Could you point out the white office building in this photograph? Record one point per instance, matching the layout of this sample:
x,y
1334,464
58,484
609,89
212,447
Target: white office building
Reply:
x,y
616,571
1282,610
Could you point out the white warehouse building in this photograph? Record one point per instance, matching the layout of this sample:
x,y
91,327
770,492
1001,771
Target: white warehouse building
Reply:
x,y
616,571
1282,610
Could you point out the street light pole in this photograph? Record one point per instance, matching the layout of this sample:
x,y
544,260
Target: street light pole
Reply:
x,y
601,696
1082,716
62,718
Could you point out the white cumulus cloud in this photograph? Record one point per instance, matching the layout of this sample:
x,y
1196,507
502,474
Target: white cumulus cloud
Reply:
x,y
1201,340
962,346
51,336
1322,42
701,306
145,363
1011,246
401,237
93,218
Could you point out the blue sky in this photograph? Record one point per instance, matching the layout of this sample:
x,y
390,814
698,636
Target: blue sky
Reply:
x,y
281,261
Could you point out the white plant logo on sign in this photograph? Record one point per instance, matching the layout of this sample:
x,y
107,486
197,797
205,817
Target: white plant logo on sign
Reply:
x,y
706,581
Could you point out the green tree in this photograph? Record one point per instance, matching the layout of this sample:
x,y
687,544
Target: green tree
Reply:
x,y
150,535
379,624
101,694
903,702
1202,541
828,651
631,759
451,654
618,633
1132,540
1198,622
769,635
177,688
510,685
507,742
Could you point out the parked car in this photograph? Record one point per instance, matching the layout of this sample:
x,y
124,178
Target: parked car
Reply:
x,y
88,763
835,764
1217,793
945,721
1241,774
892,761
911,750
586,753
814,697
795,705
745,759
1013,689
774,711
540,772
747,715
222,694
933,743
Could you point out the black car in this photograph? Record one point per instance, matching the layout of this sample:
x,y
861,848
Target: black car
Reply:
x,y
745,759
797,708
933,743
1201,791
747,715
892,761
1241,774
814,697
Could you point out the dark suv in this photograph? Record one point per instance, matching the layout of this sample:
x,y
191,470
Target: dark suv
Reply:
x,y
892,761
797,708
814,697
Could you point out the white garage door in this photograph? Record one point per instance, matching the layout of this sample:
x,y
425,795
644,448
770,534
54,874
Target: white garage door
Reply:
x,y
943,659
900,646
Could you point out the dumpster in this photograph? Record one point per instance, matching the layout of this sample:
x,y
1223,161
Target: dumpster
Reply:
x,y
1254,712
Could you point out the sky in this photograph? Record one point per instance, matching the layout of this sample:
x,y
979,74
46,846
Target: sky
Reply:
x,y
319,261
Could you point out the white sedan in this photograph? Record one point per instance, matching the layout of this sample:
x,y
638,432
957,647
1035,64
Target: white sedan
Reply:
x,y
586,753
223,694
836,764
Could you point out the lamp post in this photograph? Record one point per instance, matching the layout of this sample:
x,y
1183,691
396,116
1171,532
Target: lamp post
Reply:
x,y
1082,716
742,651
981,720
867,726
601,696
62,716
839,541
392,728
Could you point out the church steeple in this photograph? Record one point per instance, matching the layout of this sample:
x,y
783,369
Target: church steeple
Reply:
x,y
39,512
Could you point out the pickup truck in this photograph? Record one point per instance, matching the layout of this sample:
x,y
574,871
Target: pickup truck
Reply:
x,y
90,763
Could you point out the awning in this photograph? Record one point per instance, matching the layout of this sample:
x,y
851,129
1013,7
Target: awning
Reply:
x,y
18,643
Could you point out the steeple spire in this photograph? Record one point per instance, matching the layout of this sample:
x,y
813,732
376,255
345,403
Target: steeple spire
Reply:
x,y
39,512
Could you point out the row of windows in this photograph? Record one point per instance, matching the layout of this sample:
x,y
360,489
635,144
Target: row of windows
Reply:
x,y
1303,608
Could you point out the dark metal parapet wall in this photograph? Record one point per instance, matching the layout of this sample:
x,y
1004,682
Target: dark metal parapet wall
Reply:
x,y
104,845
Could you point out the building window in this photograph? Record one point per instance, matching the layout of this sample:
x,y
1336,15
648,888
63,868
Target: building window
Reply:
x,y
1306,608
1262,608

++++++++++

■ Prompt
Return exactly the lines of the data, and only those, from the line with "Could you point out the row" through the last line, inclusive.

■ Full response
Could you point out the row of windows in this photograph? Record one point per instance, matching the layout of this sample:
x,y
360,489
635,144
Target: row of windows
Reply:
x,y
1303,608
Could you point out the dark metal parapet wall in this photograph? Record one point per instance, matching the layout of this sample:
x,y
1004,682
Target: dark metal parapet wall
Reply:
x,y
104,845
Could you point out the building window in this photograph? Record one point per instance, matching the layout of this sample:
x,y
1336,15
648,888
63,868
Target: building window
Reply:
x,y
1306,608
1262,608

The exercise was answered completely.